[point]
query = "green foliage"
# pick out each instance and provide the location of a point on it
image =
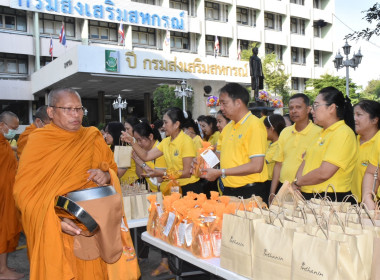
(276, 78)
(164, 98)
(313, 86)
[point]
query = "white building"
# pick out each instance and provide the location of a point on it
(298, 31)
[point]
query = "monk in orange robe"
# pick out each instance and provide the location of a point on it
(64, 157)
(10, 226)
(40, 119)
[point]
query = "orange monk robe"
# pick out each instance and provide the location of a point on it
(23, 138)
(45, 171)
(10, 226)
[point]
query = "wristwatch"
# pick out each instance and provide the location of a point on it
(223, 173)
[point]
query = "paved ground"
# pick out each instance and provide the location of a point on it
(19, 261)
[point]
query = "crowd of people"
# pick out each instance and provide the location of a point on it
(327, 146)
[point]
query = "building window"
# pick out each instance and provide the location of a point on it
(13, 63)
(298, 56)
(246, 16)
(180, 40)
(297, 26)
(143, 36)
(273, 21)
(210, 43)
(299, 2)
(295, 85)
(100, 30)
(51, 24)
(212, 11)
(318, 58)
(150, 2)
(12, 19)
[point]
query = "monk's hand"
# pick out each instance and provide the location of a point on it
(211, 174)
(69, 227)
(126, 137)
(99, 177)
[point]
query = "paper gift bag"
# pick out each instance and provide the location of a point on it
(237, 240)
(122, 156)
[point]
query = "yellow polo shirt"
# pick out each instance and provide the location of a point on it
(238, 144)
(174, 151)
(269, 158)
(292, 144)
(336, 145)
(374, 158)
(214, 138)
(364, 153)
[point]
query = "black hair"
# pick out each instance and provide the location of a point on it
(372, 108)
(114, 129)
(191, 123)
(211, 121)
(277, 121)
(344, 110)
(305, 98)
(236, 91)
(144, 129)
(221, 113)
(175, 114)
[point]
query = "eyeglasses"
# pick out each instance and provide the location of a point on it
(315, 106)
(69, 110)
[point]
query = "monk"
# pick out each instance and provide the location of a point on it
(40, 119)
(10, 227)
(64, 157)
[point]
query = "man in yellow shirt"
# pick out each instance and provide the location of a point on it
(293, 141)
(241, 147)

**Exercise requirements**
None of the pictures should appear; repeat the records exactly otherwise.

**Correct answer**
[point]
query = "green foliage"
# pick out each instance and provide the location of a point on it
image =
(276, 78)
(164, 98)
(313, 86)
[point]
query = "white building"
# pick out each instance and provide the location of a point on it
(298, 31)
[point]
query = "monk in orange robe"
# pick out each instance and provide the location of a point on it
(64, 157)
(10, 226)
(40, 119)
[point]
query = "orange monk robe"
# pick out each instance and provide the location of a point on it
(23, 138)
(45, 171)
(10, 226)
[point]
query = "wristwatch"
# pick out each instance and provide the location of a point on it
(223, 173)
[point]
query = "paved ground"
# pick out each instance and provide the location of a point on it
(19, 261)
[point]
query = "crowd of people"
# pick out each instance and provide the location of a point on it
(327, 146)
[point]
query = "building window"
# pick out each instance and provide the location of a point on it
(13, 63)
(298, 56)
(246, 16)
(180, 40)
(297, 26)
(143, 36)
(273, 21)
(210, 43)
(299, 2)
(295, 85)
(100, 30)
(51, 24)
(212, 11)
(318, 58)
(150, 2)
(12, 19)
[point]
query = "monk's hand"
# pick out each instance and provide the location of a point on it
(211, 174)
(69, 227)
(126, 137)
(99, 177)
[point]
query = "paper gift bag"
# pick out each instance and provide the location of a point on it
(237, 240)
(122, 156)
[point]
query = "yellow polo shirt"
# pick out each instance and provide the location of a point on it
(238, 144)
(174, 151)
(269, 158)
(292, 144)
(336, 145)
(374, 158)
(214, 138)
(364, 153)
[point]
query = "black hair"
# pick out each instance and provide the location of a point on it
(372, 108)
(114, 129)
(191, 123)
(211, 121)
(277, 121)
(344, 110)
(305, 98)
(236, 91)
(144, 129)
(221, 113)
(175, 114)
[point]
query = "eyeglasses"
# pick out each instance and provide the location of a point on it
(315, 106)
(69, 110)
[point]
query = "monk"
# pick out each instance and provide the location of a point on it
(40, 119)
(10, 227)
(64, 157)
[point]
query = "man in yellow shirt"
# pick out each instance and provide the location of a point on it
(293, 141)
(241, 147)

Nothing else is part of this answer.